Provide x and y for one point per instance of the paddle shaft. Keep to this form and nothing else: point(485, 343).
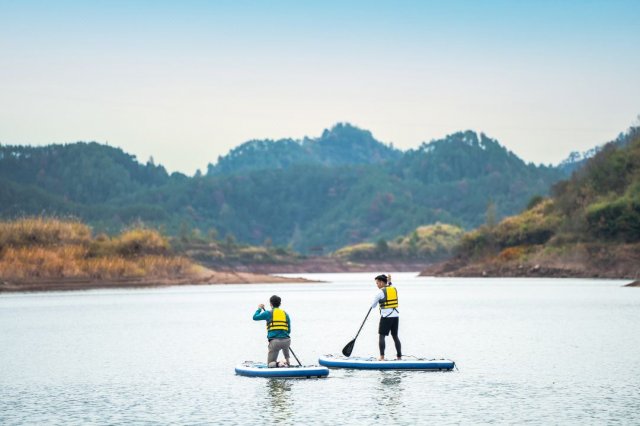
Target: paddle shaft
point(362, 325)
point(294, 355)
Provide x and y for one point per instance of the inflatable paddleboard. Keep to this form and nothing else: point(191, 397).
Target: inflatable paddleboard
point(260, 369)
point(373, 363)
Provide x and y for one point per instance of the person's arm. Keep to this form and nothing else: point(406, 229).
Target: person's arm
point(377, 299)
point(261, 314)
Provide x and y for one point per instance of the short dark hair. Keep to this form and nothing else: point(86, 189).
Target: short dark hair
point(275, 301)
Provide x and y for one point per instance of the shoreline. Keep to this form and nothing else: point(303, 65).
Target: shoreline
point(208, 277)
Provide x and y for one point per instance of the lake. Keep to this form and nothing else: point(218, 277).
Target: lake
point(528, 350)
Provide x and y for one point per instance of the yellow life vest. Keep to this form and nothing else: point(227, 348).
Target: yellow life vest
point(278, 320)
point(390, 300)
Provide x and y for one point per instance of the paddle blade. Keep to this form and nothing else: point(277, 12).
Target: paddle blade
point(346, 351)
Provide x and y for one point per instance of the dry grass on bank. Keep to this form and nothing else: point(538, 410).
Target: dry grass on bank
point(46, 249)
__________________________________________________
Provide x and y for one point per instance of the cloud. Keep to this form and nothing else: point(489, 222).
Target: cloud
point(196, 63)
__________________________________________________
Problem details: Reproduce every line of the listing above in which the string "nothing" appears.

Reply:
Provide x and y for one point per instance of the paddle shaft. Keep to this form and nothing else: point(485, 343).
Provide x and y for one point per instance of the inflatable paddleboard. Keep to this form and nothing else: point(191, 397).
Provide x and y for one point per instance of the person's arm. Keep to this form and nothing else: point(406, 229).
Provide x and y for one point per instance of the short dark hair. Keep to this form and nothing else: point(86, 189).
Provide x and y for one point per instance of the shoreline. Keep to this form and nothing else: point(303, 65).
Provide x and y for one point per instance of the lake. Keep to this form and nothing else: point(218, 277).
Provide x and y for one point per instance of the yellow life vest. Keep to this form and nothing else: point(227, 348).
Provide x and y for one point per instance of the paddle blade. Keep to this form and nothing else: point(277, 12).
Provide x and y for one point per instance of the dry grass on bank. Keep to this form and nothing else: point(538, 410).
Provide x and y for one point per instance of the cloud. Keep to this form and nothing else: point(489, 222).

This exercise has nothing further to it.